__To do__.
In the piece on medical training ethics, rewrite the paragraph beginning "We had practiced most aspects" as a short bulleted list that keeps its main facts.

__Selected passage__.

Diagnosing ethics of medical training
Our faces were as white as our coats. It was, after all, the first time we’d be stepping from the classroom to the hospital room to examine our first real patients.
We had practiced most aspects of the physical examination on each other in class, looking in each other’s ears, noses and throats, and taking each other’s vital signs. We had even drawn our classmates’ blood, our hands trembling as we guided the sharp needles toward the moving target of rolling veins. But there were certain examinations we second-year medical students were personally spared. Our classmates would not be performing “embarrassing” rectal or pelvic exams on their reluctant colleagues.
So, on a crisp, sunny East Coast autumn afternoon, almost 30 years ago, we found ourselves at a public hospital, standing stiffly in line, gloves in hand, ready for our first field experience in practicing rectal examinations -- on two long-term comatose patients.

__Data for review__.

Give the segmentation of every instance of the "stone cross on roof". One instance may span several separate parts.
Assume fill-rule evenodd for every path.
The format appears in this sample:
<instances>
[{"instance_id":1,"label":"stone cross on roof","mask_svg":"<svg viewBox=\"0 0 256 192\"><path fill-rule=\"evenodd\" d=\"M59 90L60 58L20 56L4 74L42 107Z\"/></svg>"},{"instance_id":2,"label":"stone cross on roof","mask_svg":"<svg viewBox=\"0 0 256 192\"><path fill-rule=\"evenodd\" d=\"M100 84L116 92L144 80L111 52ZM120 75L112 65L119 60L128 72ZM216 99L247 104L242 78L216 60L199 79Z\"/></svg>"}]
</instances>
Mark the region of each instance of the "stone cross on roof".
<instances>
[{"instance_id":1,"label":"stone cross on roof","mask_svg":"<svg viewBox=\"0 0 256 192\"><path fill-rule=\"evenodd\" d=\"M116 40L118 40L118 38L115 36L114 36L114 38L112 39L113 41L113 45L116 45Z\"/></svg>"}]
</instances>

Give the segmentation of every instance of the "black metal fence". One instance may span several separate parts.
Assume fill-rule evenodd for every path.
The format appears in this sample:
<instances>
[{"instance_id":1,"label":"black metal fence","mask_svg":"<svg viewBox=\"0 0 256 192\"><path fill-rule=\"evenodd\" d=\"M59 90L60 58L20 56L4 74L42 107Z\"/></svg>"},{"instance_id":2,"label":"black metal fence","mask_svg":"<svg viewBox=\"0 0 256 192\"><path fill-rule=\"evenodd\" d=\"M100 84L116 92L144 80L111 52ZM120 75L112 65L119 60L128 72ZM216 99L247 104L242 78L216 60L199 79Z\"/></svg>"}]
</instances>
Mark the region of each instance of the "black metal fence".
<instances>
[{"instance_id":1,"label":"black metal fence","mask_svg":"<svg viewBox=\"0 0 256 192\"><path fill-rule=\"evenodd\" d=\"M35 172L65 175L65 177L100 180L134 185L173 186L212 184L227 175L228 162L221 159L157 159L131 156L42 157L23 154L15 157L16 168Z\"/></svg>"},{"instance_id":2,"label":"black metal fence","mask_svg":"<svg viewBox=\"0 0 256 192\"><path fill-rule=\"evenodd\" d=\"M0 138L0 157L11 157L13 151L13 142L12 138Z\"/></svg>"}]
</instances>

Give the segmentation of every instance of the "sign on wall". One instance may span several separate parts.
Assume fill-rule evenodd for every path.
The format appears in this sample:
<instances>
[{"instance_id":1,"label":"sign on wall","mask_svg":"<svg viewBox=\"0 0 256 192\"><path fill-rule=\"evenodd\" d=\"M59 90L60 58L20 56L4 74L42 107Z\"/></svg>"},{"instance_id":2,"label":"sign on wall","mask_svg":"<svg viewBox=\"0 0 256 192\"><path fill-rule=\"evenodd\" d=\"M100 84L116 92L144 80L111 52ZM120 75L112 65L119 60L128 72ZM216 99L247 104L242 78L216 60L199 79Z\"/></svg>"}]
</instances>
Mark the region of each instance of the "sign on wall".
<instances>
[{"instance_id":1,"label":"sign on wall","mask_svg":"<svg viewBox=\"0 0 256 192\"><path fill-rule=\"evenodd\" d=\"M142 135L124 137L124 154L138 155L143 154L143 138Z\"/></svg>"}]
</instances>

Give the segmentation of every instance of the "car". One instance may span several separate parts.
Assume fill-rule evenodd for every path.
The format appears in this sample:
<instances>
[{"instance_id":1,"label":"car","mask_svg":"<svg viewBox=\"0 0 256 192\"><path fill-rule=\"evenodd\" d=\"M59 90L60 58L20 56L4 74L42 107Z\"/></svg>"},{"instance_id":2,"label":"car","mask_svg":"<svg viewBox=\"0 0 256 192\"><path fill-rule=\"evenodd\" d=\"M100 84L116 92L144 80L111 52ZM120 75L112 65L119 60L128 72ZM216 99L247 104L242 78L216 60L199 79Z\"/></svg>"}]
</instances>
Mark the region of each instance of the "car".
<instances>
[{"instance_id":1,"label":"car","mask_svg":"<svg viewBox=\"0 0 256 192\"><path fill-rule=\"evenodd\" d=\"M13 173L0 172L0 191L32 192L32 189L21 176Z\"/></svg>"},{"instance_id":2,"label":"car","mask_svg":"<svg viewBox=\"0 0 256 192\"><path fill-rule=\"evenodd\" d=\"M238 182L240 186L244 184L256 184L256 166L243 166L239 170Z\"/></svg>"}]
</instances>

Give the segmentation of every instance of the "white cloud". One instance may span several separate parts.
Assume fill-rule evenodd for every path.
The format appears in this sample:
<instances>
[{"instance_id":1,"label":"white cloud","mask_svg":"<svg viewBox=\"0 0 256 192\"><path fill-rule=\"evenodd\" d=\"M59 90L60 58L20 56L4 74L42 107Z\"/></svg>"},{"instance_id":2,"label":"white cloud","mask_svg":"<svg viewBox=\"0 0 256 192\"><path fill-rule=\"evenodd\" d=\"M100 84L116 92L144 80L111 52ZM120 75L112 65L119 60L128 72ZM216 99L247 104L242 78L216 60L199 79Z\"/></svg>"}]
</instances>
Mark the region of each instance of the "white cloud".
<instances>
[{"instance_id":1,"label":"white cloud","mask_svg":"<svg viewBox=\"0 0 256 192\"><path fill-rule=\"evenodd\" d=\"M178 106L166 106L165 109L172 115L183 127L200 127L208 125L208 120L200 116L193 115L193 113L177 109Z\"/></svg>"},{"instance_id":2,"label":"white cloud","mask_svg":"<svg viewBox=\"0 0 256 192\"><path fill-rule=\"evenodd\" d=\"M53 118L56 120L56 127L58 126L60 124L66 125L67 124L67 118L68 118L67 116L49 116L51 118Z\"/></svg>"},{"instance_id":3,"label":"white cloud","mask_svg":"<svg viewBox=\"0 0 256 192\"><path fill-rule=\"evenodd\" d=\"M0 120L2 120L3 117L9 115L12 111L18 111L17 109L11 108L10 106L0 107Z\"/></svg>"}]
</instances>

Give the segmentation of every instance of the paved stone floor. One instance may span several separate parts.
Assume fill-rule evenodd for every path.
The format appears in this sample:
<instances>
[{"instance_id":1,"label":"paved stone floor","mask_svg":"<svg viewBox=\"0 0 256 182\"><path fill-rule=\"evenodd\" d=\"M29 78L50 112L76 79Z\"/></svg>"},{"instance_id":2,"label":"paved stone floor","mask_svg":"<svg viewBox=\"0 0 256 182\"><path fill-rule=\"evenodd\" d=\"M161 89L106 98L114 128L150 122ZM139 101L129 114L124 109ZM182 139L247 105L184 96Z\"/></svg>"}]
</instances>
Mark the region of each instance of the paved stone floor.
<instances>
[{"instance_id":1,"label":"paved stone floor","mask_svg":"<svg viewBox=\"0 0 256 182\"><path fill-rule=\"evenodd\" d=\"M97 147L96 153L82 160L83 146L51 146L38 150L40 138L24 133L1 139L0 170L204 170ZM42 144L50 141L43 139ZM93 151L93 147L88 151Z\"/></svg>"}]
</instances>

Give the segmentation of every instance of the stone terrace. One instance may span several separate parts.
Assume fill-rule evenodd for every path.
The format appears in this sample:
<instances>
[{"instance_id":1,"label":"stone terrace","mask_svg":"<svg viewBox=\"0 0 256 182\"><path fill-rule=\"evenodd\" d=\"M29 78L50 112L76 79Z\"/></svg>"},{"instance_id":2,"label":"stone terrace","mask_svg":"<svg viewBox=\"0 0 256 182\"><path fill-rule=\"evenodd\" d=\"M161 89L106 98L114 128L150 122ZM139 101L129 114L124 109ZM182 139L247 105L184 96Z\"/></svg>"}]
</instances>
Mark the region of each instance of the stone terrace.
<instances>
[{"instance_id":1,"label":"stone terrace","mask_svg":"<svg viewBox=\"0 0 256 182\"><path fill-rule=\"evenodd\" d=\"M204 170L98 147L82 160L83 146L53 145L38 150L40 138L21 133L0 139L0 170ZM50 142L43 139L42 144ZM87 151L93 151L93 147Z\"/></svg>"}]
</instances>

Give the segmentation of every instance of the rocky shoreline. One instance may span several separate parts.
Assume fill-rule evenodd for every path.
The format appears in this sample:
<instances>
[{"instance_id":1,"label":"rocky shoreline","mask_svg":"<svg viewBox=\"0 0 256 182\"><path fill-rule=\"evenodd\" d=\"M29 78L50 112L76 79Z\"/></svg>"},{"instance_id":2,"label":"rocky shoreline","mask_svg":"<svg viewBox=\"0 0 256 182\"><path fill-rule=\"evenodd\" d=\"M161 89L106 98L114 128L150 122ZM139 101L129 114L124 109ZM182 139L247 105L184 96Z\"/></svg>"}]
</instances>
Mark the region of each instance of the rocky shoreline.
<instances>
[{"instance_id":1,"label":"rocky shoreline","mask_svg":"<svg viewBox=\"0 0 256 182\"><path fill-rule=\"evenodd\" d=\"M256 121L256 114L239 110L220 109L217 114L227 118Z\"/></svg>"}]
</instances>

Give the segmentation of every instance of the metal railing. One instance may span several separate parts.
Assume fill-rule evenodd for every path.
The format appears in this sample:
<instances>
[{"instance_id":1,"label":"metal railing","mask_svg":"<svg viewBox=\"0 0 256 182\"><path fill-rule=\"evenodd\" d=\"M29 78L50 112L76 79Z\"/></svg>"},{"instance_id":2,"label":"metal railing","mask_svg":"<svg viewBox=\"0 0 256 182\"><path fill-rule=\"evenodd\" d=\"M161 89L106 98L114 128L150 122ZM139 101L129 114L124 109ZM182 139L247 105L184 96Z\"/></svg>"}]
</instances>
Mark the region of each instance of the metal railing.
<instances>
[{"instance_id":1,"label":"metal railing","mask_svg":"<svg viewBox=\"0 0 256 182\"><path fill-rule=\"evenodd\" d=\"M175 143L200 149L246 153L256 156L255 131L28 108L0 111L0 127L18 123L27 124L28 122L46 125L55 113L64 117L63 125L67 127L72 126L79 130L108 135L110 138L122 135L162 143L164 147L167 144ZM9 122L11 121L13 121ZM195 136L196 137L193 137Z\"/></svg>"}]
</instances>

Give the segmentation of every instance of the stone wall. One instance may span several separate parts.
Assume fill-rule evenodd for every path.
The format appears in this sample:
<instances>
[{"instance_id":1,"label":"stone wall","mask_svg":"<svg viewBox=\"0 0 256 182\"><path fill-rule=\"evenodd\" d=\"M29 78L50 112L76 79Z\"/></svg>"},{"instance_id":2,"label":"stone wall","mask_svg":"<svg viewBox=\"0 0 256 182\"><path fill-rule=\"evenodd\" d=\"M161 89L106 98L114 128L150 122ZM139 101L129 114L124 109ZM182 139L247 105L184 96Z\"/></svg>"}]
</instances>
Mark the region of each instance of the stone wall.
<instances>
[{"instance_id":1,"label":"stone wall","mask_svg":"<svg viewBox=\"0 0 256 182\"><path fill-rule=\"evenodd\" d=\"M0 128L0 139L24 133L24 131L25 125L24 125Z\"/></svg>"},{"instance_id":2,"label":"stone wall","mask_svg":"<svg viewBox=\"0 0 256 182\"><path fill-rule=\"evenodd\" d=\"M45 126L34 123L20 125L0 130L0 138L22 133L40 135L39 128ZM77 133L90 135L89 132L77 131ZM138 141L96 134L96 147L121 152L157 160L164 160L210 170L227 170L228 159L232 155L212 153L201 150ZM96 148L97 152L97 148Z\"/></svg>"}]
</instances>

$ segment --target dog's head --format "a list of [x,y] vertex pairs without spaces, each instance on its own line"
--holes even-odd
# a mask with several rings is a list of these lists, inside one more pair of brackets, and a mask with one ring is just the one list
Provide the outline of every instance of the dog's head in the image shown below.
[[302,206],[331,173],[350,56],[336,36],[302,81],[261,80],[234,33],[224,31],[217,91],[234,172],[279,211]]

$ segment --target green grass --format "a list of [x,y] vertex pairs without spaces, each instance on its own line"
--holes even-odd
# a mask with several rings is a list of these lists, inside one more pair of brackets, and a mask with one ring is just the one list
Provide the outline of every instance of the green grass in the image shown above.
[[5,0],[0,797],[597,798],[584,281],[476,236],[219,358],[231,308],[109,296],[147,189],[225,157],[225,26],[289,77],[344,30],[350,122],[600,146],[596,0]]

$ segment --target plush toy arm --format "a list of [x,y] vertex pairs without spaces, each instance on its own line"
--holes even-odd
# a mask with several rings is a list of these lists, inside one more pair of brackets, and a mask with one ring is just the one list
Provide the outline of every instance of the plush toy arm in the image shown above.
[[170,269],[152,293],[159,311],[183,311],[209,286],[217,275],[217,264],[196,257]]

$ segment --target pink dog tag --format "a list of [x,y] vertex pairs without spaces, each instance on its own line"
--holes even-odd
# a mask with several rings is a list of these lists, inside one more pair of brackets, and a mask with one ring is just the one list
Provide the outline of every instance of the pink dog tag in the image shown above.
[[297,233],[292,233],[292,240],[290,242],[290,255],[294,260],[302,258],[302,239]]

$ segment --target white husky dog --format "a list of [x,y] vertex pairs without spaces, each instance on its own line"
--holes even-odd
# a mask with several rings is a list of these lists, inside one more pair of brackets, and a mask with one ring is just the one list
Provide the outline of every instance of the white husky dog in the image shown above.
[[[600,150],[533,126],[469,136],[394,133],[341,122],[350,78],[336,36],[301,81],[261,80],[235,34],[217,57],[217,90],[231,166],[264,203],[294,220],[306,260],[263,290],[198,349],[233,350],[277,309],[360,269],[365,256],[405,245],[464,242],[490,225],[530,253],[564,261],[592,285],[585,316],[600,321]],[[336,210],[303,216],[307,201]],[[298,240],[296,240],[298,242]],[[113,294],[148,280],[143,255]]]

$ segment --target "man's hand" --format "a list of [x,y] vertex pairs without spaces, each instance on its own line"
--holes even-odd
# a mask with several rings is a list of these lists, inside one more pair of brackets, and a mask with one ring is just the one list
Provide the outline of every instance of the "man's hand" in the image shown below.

__Result__.
- In class, the students practiced most parts of the physical exam on each other, checking ears, noses and throats and taking vital signs.
- They even drew each other's blood, hands shaking as they aimed needles at rolling veins.
- As second-year medical students, they were spared certain exams on each other.
- Classmates would not perform "embarrassing" rectal or pelvic exams on reluctant colleagues.